Which of the lines below contain the string "instance"? Copy each one.

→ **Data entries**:
>>>

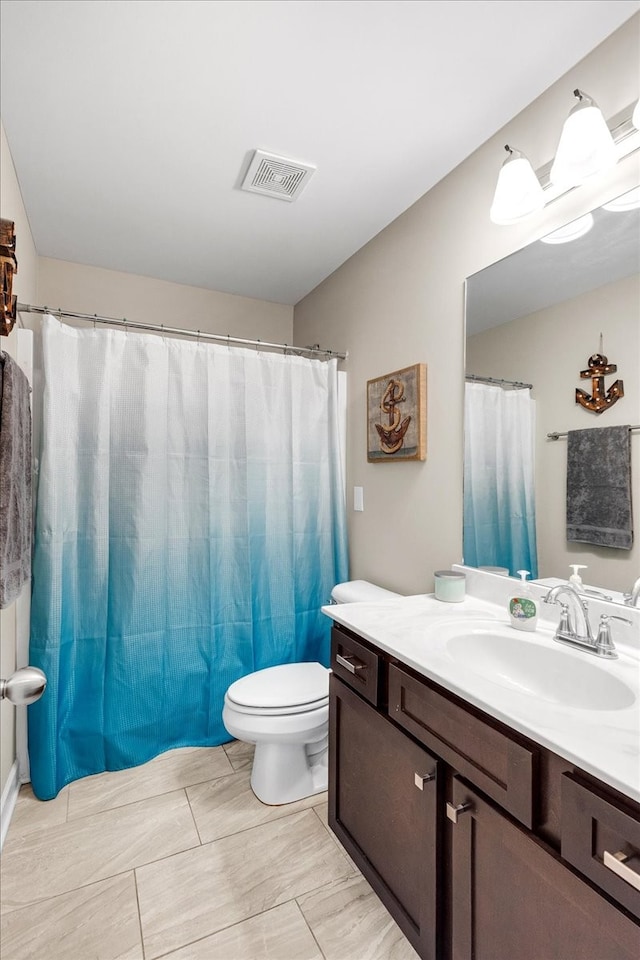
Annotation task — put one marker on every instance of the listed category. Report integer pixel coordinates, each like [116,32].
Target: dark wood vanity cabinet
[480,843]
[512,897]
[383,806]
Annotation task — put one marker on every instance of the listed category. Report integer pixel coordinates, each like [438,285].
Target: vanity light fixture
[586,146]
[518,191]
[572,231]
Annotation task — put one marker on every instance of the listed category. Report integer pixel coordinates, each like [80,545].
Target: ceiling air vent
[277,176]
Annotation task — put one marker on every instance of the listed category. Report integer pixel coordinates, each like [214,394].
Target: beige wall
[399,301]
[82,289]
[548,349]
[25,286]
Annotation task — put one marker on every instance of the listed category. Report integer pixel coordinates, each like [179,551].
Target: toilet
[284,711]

<<<

→ **Result of this task**:
Annotation task — put one marker on every instance of the listed category. Report integer pixel coordinates, each like [116,32].
Annotation task — put one marker on every instance of the listed category. Report integer pixel coordinates, each like [438,285].
Annotation task — put one marker on every instance of the listed category. Report integer pixel coordinates, each like [80,545].
Annotation task — put one marker on every instance of the listed category. Report integer pixel coordinates, each like [214,394].
Annotation task — put one marker on every instance of the listed category. Report integer pixel coordinates, each like [179,551].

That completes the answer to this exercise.